• WHAT THIS EXERCISE ASKS:
- A) Using the passage on Beijing's hutongs below, answer each question:
(i) How wide is the narrowest hutong?
(ii) What serves as a barber's instrument?
(iii) How many families often share the rooms of one courtyard?
- B) Reproduce the passage on Beijing's hutongs from "Beijing's hutongs are" up to and including "each other's company.".

• TEXT EXCERPT:
----
Over the last 7 centuries with the growth of the city, more and more Hutongs appeared, but they were not the same as the old ones. During the Qing Dynasty in the 17th century, the Manchu people who used to live in North China ruled. After they overthrew the Ming Dynasty, they divided Manchu people into eight banners. Each of them was distinguished by a different colour. With the growth of the population the city had to expand. So the Manchu people with all the banners, lived in the inner city. Han people, whether high ranking or ordinary people were driven to the outer city. There they built their houses randomly. And a lot of Hutongs appeared.
Since then, Beijing has quite many Hutongs with different shapes, Lengths or directions. The shortest one is just 10 meters' long, and the narrowest Hutong is only about 40 centimeters' wide. some Hutongs have more than 20 turns. And slanting Hutongs also appeared due to the terrain. The majority of hutongs run straight from east to west, some from north to south. That has resulted from the need for houses to face south so as to take in more sunshine and resist cold wind from the north.

Even though the city wasn't symmetrical, it promoted the development of the economy. In the inner city, all the places were designed for their functions. For instance, the Forbidden City was the court, and behind it was the market. The left side of the center was the place to worship ancestors, while the right side was for worshipping all kinds of gods. Later in the outer city free markets appeared due to the needs of the local people. Such as markets for furs, jewels, silk, hats and shoes, grain and so on. Gradually, some of these became shopping centers like Qianmen ( or the front gate ), Dongdan and Xisipailou (Xisi Archway).
However, transportation was not as convenient as today, so street peddlers emerged. They wandered from lane to lane selling various goods or providing all kinds of services. People could judge their goods from their singing or the sounds of their special instruments. At sunset, the peddlers selling food were among the first to come. The food they sold include Youzhagao, which is deep-fried twisted dough sticks, baked pan-cakes, seasoned millet mush, armen tea and so on. A little bit later, peddlers who sold vegetables of daily necessities would appear. A barber never shouts, his instrument is a big pair of scissors and an ironing stick. But now it's unusual to hear such melodious cries of sounds.
Beijing's hutongs are not only an appellation for the lanes but also a kind of architecture. It's the living environment of ordinary Beijingers. It reflects the vicissitude of society. Most of the Hutongs look almost the same with grey walls and bricks. Hutongs are a happy kind of place. There are often 4 to 10 families with an average of 20 people sharing the rooms of one courtyard compels. The main attraction of Hutong life is a friendly and interpersonal communication. Children living in one courtyard play together and grow up like one family. For the eldly, the charm comes from each other's company.
----
• ENTRIES SHOWN:
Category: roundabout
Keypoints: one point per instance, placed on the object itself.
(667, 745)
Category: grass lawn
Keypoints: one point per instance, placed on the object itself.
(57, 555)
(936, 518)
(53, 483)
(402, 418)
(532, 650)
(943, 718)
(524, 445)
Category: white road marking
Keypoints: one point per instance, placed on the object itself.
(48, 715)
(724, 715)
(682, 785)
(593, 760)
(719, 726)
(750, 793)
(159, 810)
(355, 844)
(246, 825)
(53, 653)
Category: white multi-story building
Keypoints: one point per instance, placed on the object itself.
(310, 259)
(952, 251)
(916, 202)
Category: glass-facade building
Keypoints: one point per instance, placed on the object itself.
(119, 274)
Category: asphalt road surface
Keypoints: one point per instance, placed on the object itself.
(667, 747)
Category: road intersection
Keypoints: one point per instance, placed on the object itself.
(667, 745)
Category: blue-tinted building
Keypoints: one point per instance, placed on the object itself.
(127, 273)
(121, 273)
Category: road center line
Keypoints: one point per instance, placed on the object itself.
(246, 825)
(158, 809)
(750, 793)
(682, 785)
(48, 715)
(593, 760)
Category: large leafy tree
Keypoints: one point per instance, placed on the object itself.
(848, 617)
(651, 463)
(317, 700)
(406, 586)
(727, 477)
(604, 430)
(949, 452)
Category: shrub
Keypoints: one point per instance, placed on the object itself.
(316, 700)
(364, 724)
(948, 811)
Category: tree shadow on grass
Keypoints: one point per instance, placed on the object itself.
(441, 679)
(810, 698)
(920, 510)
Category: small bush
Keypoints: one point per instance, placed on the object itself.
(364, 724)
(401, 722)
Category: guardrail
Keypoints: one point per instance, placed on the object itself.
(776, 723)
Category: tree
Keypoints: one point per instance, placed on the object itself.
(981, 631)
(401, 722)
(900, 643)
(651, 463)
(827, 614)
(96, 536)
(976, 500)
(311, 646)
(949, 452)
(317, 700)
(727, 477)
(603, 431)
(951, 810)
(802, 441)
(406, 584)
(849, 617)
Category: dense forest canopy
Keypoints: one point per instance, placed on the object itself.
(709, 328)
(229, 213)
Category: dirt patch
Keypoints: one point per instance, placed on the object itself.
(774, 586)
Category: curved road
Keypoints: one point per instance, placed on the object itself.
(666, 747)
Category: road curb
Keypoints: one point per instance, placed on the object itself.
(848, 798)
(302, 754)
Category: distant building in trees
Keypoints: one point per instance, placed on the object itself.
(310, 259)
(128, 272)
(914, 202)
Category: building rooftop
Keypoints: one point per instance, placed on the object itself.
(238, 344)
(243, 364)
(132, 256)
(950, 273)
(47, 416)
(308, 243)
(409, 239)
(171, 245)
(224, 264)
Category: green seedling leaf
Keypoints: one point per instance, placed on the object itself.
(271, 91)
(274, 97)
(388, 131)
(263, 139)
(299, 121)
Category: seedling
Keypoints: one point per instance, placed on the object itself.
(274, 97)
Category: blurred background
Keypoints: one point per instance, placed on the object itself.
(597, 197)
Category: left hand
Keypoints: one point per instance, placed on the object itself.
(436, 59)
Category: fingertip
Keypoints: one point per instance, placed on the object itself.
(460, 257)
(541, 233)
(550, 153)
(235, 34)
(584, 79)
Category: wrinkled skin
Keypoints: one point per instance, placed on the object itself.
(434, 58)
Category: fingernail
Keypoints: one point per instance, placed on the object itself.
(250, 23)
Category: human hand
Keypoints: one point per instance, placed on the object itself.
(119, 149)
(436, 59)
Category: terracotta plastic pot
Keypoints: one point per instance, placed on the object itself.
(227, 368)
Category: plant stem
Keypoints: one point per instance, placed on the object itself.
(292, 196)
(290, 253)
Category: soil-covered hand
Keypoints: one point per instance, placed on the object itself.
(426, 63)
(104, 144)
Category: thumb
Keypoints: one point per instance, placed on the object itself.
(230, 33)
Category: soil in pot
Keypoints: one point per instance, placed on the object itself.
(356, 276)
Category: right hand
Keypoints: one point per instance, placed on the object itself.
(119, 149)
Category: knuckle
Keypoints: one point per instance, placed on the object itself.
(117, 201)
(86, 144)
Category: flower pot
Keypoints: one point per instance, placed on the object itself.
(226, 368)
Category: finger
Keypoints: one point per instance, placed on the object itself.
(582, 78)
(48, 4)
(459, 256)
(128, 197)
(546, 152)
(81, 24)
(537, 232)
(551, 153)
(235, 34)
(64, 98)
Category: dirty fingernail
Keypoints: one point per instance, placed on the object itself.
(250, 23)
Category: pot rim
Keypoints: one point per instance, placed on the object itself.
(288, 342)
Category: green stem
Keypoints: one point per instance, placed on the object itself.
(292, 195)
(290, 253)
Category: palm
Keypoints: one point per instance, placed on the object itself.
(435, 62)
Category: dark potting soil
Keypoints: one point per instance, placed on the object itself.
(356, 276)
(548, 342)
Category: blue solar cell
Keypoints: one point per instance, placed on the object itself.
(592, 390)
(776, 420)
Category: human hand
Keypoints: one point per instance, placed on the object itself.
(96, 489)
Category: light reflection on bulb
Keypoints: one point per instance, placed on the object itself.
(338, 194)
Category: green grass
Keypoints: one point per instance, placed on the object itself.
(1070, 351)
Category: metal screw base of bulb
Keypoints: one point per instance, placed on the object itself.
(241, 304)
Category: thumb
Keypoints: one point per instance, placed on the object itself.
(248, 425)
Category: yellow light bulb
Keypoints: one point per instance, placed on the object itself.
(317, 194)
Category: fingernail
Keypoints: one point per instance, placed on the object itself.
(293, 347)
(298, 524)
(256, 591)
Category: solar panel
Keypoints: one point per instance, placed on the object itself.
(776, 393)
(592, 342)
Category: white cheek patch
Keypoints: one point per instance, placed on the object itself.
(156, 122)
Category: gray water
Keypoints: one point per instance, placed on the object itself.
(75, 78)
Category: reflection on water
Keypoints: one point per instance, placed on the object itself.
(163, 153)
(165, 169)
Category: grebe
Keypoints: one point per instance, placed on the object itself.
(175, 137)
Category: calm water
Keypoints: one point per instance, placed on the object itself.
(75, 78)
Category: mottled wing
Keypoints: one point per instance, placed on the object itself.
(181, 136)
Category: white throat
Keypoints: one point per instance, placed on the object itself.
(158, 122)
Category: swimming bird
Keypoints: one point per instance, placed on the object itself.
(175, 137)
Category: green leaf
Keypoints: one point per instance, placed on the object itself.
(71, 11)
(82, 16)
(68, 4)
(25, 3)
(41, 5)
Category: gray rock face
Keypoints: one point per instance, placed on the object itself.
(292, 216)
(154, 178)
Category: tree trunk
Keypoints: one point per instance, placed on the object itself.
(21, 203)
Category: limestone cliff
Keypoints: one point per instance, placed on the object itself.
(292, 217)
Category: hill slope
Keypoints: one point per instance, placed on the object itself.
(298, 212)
----
• ANSWERS GIVEN:
- A)
(i) About 40 centimeters.
(ii) A big pair of scissors and an ironing stick.
(iii) 4 to 10 families, with an average of 20 people.

- B)
Beijing's hutongs are not only an appellation for the lanes but also a kind of architecture. It's the living environment of ordinary Beijingers. It reflects the vicissitude of society. Most of the Hutongs look almost the same with grey walls and bricks. Hutongs are a happy kind of place. There are often 4 to 10 families with an average of 20 people sharing the rooms of one courtyard compels. The main attraction of Hutong life is a friendly and interpersonal communication. Children living in one courtyard play together and grow up like one family. For the eldly, the charm comes from each other's company.